**EXERCISE DETAILS:**
The records that follow should be retyped word for word.

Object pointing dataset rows
>> BEGIN

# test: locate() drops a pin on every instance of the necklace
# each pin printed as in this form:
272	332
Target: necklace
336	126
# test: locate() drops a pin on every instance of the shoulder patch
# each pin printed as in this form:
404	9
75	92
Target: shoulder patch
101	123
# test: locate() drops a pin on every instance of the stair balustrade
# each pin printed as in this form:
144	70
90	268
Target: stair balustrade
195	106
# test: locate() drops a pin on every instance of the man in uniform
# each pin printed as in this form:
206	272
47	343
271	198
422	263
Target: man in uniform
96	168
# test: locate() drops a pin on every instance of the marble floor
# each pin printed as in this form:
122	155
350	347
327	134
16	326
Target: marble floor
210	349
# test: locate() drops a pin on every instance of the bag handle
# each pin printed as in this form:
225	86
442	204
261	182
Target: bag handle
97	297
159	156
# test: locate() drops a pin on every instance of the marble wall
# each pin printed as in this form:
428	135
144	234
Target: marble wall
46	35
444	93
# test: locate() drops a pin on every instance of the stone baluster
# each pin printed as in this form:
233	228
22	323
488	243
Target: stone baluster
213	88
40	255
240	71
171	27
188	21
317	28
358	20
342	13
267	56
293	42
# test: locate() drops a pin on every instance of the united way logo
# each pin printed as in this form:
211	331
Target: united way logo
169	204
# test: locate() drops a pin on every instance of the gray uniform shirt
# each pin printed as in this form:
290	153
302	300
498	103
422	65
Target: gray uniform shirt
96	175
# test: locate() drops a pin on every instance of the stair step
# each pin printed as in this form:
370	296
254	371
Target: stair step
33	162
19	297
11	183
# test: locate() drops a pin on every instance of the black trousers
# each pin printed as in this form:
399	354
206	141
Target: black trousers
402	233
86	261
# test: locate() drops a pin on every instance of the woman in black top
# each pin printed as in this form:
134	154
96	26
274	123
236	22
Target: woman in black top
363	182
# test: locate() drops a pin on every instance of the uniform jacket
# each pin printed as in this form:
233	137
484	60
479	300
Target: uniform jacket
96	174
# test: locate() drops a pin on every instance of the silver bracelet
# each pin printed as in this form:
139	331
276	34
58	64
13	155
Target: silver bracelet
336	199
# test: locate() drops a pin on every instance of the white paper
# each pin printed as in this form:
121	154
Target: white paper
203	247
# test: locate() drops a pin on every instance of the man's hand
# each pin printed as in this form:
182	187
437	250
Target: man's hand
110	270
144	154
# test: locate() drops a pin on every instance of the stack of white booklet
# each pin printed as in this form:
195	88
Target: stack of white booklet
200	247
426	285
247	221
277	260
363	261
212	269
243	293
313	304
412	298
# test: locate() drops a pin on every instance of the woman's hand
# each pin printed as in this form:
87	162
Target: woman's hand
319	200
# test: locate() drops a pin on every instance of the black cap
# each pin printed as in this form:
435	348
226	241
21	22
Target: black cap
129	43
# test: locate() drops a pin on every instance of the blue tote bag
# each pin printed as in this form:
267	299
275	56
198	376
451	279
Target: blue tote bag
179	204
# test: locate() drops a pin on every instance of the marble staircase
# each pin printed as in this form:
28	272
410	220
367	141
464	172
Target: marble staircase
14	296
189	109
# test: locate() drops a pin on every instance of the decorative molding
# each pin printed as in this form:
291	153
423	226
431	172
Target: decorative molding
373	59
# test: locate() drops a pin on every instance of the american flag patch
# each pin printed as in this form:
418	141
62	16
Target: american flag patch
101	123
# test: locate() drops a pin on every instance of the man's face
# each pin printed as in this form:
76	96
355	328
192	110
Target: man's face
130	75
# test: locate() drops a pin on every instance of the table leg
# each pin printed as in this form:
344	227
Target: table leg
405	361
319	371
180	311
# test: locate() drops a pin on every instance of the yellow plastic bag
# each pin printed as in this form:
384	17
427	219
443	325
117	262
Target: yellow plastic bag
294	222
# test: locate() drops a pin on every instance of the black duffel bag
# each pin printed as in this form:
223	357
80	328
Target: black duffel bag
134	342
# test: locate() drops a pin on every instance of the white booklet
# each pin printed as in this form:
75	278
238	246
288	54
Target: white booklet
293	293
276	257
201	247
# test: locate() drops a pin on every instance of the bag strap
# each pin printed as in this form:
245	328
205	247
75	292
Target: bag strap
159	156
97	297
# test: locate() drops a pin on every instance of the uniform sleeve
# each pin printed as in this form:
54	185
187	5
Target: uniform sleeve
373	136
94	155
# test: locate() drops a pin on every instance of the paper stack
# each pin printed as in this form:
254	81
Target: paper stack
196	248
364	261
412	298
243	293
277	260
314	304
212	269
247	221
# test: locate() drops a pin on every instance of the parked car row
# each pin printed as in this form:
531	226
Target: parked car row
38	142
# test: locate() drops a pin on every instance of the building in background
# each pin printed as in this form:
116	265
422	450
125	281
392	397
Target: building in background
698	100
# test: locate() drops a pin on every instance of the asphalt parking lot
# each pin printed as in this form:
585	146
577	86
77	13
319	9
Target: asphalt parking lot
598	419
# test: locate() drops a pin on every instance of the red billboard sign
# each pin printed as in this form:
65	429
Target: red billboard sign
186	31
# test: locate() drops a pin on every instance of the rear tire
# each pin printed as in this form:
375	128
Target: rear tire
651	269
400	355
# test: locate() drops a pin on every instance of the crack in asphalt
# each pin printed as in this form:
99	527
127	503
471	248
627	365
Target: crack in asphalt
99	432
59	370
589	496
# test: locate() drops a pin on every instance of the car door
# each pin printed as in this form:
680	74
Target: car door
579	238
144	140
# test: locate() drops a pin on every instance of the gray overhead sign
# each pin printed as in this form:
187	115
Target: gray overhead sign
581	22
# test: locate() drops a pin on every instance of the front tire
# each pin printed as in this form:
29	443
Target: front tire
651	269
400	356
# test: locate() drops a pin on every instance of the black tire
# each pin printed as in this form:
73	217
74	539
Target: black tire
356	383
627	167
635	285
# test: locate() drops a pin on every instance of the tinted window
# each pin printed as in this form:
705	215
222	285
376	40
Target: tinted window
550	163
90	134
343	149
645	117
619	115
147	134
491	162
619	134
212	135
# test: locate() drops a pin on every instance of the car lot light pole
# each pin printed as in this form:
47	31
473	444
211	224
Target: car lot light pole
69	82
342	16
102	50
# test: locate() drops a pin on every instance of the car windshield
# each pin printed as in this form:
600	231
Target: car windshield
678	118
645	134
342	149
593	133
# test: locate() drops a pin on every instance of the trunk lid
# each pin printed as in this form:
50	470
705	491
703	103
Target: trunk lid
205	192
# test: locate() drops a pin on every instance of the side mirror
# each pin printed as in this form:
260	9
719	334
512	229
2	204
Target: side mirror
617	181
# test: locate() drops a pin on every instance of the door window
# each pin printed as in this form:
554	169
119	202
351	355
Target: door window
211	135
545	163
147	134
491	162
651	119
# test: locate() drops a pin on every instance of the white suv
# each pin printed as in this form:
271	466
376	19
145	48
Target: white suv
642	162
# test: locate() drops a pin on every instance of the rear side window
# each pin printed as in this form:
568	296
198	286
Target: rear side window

>> END

**RESPONSE TO THIS EXERCISE:**
# test: locate() drops a pin on every instance of the necklace
# each pin printed as in this form:
272	332
Target: necklace
336	126
# test: locate() drops a pin on every instance of the shoulder patch
# each pin printed as in this form:
404	9
75	92
Target: shoulder patch
101	123
# test: locate() drops a pin on every instance of the stair balustrade
# each pin printed as in this form:
144	70
90	268
Target: stair balustrade
195	106
# test: locate() drops a pin on every instance of the man in uniform
# each pin printed as in this form:
206	272
47	343
271	198
422	263
Target: man in uniform
96	168
# test: locate() drops a pin on every instance of the marble floor
# each pin printed as in this form:
122	155
350	347
327	134
16	326
Target: marble floor
210	349
# test: locate() drops a pin on every instance of the bag handle
# each pin printed as in this form:
225	86
442	204
261	182
Target: bag handle
97	297
159	156
# test: locate() drops a pin on every instance of the marble wall
# each pin printed as in this form:
428	135
144	234
Target: marble wall
46	35
444	93
# test: locate() drops a pin on every instance of the stone baluster
# each pin printed as in this form:
233	228
22	323
488	243
Target: stone baluster
213	88
40	255
240	71
171	27
188	21
317	28
358	20
342	13
267	56
293	42
# test: locate() drops a pin on every instance of the united way logo
# each pin printed as in this form:
211	331
Target: united way logo
169	204
# test: locate() drops a pin on every instance of the gray uniform shirt
# each pin printed as in this form:
290	153
302	300
498	103
422	65
Target: gray uniform shirt
96	175
# test: locate() drops a pin on every instance of the stair step
# each pin printed as in this form:
370	296
254	371
Target: stair step
33	162
19	297
11	183
# test: locate() drops a pin on every instance of the black trousers
# each pin printed as in this form:
399	354
206	141
Target: black trousers
402	233
86	261
# test: locate() drops a pin on every instance of the woman in black top
# each pin printed as in this form:
134	154
96	26
274	123
236	22
Target: woman in black top
363	182
# test: locate() drops a pin on every instance of the uniform jacket
# each pin printed as in this form:
233	137
484	60
479	300
Target: uniform jacket
96	174
# test: locate() drops a pin on every instance of the silver bracelet
# each pin printed as in this form:
139	331
276	34
58	64
13	155
Target: silver bracelet
336	199
# test: locate() drops a pin on every instance of the white paper
# each pin printed as in this form:
121	154
Target: white paper
203	247
# test: locate() drops a pin on every instance of the man's hand
# each pin printed as in this form:
182	187
437	250
Target: man's hand
110	270
144	154
# test: locate() drops a pin on every instance of the stack of white booklet
# each pin printed as in this form:
195	88
Target: stack of white booklet
200	247
426	285
247	221
277	260
363	261
212	269
243	293
313	304
412	298
# test: locate() drops a pin on every instance of the woman's hand
# each pin printed as in this form:
87	162
Target: woman's hand
319	200
# test: locate() drops a pin on every instance of the black cap
# each pin printed as in this form:
435	348
226	241
21	22
Target: black cap
129	43
# test: locate() drops a pin on every instance of the blue tote bag
# each pin printed as in this form:
267	299
275	56
198	376
451	279
Target: blue tote bag
179	204
# test: locate() drops a pin on every instance of the marble staircase
# each pin printed as in this form:
28	272
410	220
367	141
464	172
Target: marble staircase
14	296
189	109
# test: locate() drops a pin on every instance of the decorative molding
# each pin printed as in this form:
291	153
423	226
431	172
Target: decorative molding
373	59
# test: locate() drops a pin on every instance of the american flag patch
# each pin printed as in this form:
418	141
62	16
Target: american flag patch
101	123
# test: locate() drops a pin on every instance of the man's face
# each pin printed as in this form:
76	96
355	328
192	110
Target: man's face
130	75
# test: locate() drops a pin on every instance of the table leg
# each pin printed as in this form:
344	227
Target: table leg
405	361
319	371
180	311
# test: locate() drops a pin on every instance of the yellow plastic bag
# each pin printed as in this form:
384	17
427	219
443	325
117	262
Target: yellow plastic bag
294	222
# test: locate() drops a pin on every instance of the black duffel bag
# each pin printed as in this form:
223	357
80	328
Target: black duffel bag
134	342
# test: locate() drops a pin on every instance of the white booklet
# each pin printed as in this form:
75	278
238	246
288	54
Target: white booklet
293	293
276	257
201	247
# test: locate() drops a pin on every instance of the bag strap
# each pin printed as in this form:
245	328
205	247
75	292
Target: bag strap
159	156
97	297
# test: locate() drops a pin on every instance of the uniform sleeve
# each pin printed as in this form:
54	185
187	5
Target: uniform sleeve
373	136
94	155
# test: locate() drops a pin on every instance of the paper stack
# each pin printed as in this form:
254	81
Target: paper stack
196	248
364	261
412	298
243	293
277	260
314	304
212	269
247	221
# test: locate() drops a pin on every instance of the parked car row
# each pin printed as in this form:
531	226
Target: parked car row
38	142
# test: locate() drops a pin on every instance of the building in background
# each pin printed as in this form:
116	265
422	450
125	281
392	397
Target: building in background
698	100
# test: locate() drops a pin on every instance of the asphalt parking lot
# each pin printed as in this form:
585	146
577	86
77	13
319	9
Target: asphalt parking lot
598	419
# test: locate() drops a pin on every instance of the red billboard sign
# each pin printed as in this form:
65	429
Target: red billboard sign
186	31
# test: locate() drops a pin on every instance of the rear tire
# each pin printed as in this form:
375	128
Target: rear tire
651	269
400	355
# test: locate() drops a pin on every instance of the crack in asphalt
# each pin printed as in this form:
99	527
127	503
471	248
627	365
Target: crack in asphalt
99	432
59	370
589	496
# test: locate() drops a pin on every instance of the car door
# each pin printed as in this form:
680	74
Target: car door
579	238
144	140
# test: locate() drops a pin on every instance of the gray overhead sign
# each pin printed as in this form:
187	115
Target: gray overhead sign
581	22
# test: locate() drops a pin on every instance of the front tire
# each pin printed as in this form:
29	443
Target: front tire
651	269
400	356
# test: locate() drops a pin on every instance of the black tire
# each pin printed as in this form:
73	217
74	539
Target: black tire
356	383
627	167
635	285
# test: locate() drops a pin on every instance of the tinted window
# each pin printed as in this form:
705	215
222	285
376	40
Target: tinted window
550	163
90	134
343	149
645	117
619	115
147	134
491	162
619	134
212	135
# test: locate() drops a pin on every instance of the car lot light pole
# each pin printed as in this form:
47	31
473	444
211	224
Target: car lot light pole
69	82
342	16
102	50
# test: locate() drops a pin on every instance of the car windshield
# each pin printed as in this form:
600	231
Target: car windshield
678	118
645	134
342	149
593	133
# test: locate() drops a pin on every instance of the trunk lid
# each pin printed as in this form:
50	470
705	491
703	103
Target: trunk lid
205	192
# test: locate() drops a pin on every instance of the side mirror
# each pin printed as in this form:
260	9
719	334
512	229
2	204
Target: side mirror
617	181
# test: locate() drops a pin on every instance of the door window
# each pin printed as in this form:
554	169
119	202
351	355
Target: door window
211	135
545	163
147	134
491	162
651	119
# test: locate() drops a pin on every instance of the white suv
# each pin printed as in this form:
271	466
376	19
145	48
Target: white suv
642	162
# test: locate() drops a pin on every instance of the rear side window
# each pin printed as in this form:
568	296
198	286
Target: rear side window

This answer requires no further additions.